Problem requirements ->
Retype the listing character for character, starting at its first line and stopping after the line that contains "258 193 L 256".

────────────────

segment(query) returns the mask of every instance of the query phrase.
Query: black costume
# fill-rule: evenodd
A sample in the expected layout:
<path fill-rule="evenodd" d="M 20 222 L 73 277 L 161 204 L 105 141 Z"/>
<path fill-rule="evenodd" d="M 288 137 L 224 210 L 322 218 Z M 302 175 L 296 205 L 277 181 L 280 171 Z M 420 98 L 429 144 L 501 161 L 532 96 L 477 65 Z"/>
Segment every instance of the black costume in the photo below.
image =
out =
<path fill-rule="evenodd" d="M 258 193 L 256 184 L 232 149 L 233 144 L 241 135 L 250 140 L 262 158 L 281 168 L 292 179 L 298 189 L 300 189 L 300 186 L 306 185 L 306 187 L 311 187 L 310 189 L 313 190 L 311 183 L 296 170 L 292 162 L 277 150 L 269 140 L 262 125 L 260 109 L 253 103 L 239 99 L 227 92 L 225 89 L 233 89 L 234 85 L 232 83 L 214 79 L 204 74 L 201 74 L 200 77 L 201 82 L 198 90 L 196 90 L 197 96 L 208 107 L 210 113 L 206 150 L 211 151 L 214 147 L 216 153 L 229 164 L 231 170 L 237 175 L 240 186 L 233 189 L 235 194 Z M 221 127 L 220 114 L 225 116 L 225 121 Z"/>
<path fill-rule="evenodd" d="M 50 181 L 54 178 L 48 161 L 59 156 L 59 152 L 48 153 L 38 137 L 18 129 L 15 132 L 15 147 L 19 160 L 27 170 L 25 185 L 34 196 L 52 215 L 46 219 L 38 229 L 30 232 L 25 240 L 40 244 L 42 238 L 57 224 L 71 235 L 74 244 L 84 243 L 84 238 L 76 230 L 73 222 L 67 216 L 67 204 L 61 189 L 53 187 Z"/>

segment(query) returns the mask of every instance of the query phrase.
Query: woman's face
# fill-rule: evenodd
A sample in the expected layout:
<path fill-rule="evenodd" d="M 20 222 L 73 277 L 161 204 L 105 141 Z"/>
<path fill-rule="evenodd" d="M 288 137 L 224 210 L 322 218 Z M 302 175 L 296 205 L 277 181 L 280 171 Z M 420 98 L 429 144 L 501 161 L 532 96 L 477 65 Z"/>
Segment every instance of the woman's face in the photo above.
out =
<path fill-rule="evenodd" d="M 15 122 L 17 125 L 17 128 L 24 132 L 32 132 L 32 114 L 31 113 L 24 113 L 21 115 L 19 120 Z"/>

────────────────

Task result ->
segment(query) returns the mask of every instance of the query phrase.
Query: black costume
# fill-rule: evenodd
A sample in the expected layout:
<path fill-rule="evenodd" d="M 20 222 L 73 277 L 161 204 L 105 141 Z"/>
<path fill-rule="evenodd" d="M 288 137 L 224 210 L 322 218 Z M 302 175 L 296 205 L 277 181 L 280 171 Z M 420 98 L 429 144 L 501 161 L 532 96 L 477 65 Z"/>
Segment every instance of the black costume in the photo below.
image =
out =
<path fill-rule="evenodd" d="M 258 193 L 256 184 L 232 149 L 233 144 L 241 135 L 250 140 L 262 158 L 281 168 L 292 179 L 298 189 L 300 189 L 300 186 L 306 185 L 306 187 L 311 187 L 310 189 L 313 190 L 311 183 L 296 170 L 292 162 L 277 150 L 269 140 L 262 125 L 260 109 L 253 103 L 239 99 L 227 92 L 225 89 L 233 89 L 234 85 L 232 83 L 214 79 L 204 74 L 201 74 L 200 77 L 201 82 L 198 90 L 196 90 L 197 96 L 208 107 L 210 113 L 206 150 L 211 151 L 214 147 L 216 153 L 229 164 L 231 170 L 237 175 L 240 186 L 233 189 L 235 194 Z M 221 127 L 220 114 L 225 116 L 225 121 Z"/>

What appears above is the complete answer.